* Start Given data *
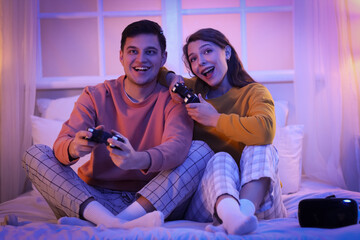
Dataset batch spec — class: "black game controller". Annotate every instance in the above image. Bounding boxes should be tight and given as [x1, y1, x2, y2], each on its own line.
[171, 83, 200, 104]
[85, 127, 125, 150]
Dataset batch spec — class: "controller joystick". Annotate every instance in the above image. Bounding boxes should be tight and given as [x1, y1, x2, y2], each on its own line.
[85, 127, 125, 150]
[171, 83, 200, 104]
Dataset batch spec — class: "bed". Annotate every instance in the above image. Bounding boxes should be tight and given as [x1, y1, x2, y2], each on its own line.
[0, 96, 360, 239]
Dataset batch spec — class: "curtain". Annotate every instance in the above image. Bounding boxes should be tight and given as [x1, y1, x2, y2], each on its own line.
[0, 0, 37, 202]
[294, 0, 360, 191]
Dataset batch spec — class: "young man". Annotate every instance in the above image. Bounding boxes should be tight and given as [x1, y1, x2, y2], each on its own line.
[23, 20, 212, 228]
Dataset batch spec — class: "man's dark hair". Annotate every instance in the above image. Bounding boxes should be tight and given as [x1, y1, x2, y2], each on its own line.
[121, 19, 166, 53]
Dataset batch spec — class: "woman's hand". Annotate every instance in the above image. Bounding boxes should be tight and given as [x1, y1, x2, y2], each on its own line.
[186, 94, 220, 127]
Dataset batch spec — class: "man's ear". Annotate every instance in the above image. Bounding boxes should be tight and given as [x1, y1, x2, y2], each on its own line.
[119, 50, 124, 65]
[161, 51, 167, 66]
[225, 45, 231, 60]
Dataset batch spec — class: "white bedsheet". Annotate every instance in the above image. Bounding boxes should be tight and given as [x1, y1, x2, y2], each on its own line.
[0, 178, 360, 239]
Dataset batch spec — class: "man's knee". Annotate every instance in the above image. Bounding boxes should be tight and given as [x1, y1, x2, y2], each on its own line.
[187, 140, 214, 163]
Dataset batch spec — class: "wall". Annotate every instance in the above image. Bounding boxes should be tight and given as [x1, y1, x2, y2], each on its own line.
[37, 0, 296, 123]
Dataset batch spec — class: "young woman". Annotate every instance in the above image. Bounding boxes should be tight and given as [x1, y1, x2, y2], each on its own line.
[168, 28, 286, 234]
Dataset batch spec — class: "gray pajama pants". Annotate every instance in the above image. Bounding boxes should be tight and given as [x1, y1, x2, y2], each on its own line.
[185, 145, 287, 222]
[22, 141, 214, 219]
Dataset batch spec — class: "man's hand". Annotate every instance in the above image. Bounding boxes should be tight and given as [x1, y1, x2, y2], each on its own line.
[69, 125, 104, 158]
[166, 72, 184, 103]
[107, 131, 150, 170]
[185, 94, 220, 127]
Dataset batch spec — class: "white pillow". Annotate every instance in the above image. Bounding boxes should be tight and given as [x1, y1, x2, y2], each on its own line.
[37, 95, 79, 121]
[274, 100, 289, 128]
[31, 116, 90, 173]
[273, 125, 304, 194]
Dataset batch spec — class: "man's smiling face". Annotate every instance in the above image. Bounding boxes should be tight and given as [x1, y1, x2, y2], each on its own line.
[120, 34, 167, 86]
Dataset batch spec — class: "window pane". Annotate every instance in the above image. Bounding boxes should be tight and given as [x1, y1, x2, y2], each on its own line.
[39, 0, 97, 13]
[104, 16, 161, 75]
[179, 14, 241, 56]
[246, 12, 294, 70]
[41, 18, 99, 77]
[104, 0, 161, 11]
[246, 0, 294, 7]
[181, 0, 240, 9]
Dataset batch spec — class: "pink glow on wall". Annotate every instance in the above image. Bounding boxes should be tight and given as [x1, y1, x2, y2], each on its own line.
[104, 16, 161, 75]
[40, 0, 97, 13]
[41, 18, 99, 77]
[246, 0, 294, 7]
[182, 14, 241, 55]
[181, 0, 240, 9]
[103, 0, 161, 11]
[246, 12, 294, 71]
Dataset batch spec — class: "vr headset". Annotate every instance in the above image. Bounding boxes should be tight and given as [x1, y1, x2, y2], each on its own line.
[298, 195, 359, 228]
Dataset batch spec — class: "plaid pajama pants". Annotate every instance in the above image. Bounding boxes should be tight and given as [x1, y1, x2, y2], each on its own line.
[22, 141, 214, 218]
[185, 145, 287, 222]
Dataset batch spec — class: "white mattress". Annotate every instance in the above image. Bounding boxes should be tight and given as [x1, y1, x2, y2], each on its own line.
[0, 178, 360, 239]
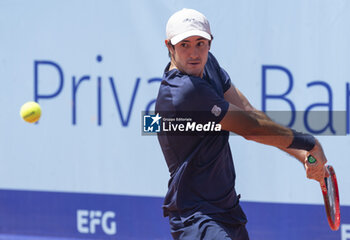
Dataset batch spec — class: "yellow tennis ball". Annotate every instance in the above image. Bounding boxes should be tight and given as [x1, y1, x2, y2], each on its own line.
[20, 102, 41, 123]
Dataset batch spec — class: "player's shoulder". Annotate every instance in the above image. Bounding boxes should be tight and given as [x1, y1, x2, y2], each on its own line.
[206, 52, 220, 70]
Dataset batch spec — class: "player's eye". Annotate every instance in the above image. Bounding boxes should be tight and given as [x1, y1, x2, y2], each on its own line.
[197, 41, 204, 47]
[181, 43, 188, 48]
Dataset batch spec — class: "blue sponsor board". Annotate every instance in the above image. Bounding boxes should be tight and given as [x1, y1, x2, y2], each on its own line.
[0, 190, 350, 240]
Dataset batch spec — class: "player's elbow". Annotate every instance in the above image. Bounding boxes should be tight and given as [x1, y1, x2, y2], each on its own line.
[220, 111, 263, 140]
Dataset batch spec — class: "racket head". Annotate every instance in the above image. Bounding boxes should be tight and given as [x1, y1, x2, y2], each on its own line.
[321, 165, 340, 231]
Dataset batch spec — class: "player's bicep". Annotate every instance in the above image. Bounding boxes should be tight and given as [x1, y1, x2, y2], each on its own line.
[220, 103, 259, 138]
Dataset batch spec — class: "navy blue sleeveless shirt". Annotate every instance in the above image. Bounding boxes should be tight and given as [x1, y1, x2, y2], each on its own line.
[155, 52, 246, 222]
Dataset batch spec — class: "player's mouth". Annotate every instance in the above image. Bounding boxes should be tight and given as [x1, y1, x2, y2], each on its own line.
[187, 61, 201, 66]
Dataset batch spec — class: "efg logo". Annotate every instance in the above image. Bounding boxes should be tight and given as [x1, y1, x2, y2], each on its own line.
[77, 209, 117, 235]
* End Given data *
**What is needed**
Collect every line in the entries above that contains the word "player", and copy each of those lines in full.

**Solved problem**
Dataset batch spec — class: "player's shoulder". Annotate every instance in the above image. Bounding boxes should be tight and given as [x1, y1, x2, y2], each on its own line.
Dataset batch spec — class: "player's eye". Annotate every instance in the above image. Bounding boxes should be tight and given as [x1, y1, x2, y2], each on its own line.
Dataset batch spec — class: "player's elbow". Annotate every instance in the above image. Bounding boxes should be tight and given as [x1, y1, x2, y2], each on its own line.
Dataset batch spec — class: "player's bicep". Annotate every instance in the above image. Bounding boxes should be tight and given as [x1, y1, x2, y2], each on its own line.
Dataset batch spec — class: "player's mouth". Annotate every instance in the above image. Bounding boxes should be tight and given as [x1, y1, x2, y2], each on its own line.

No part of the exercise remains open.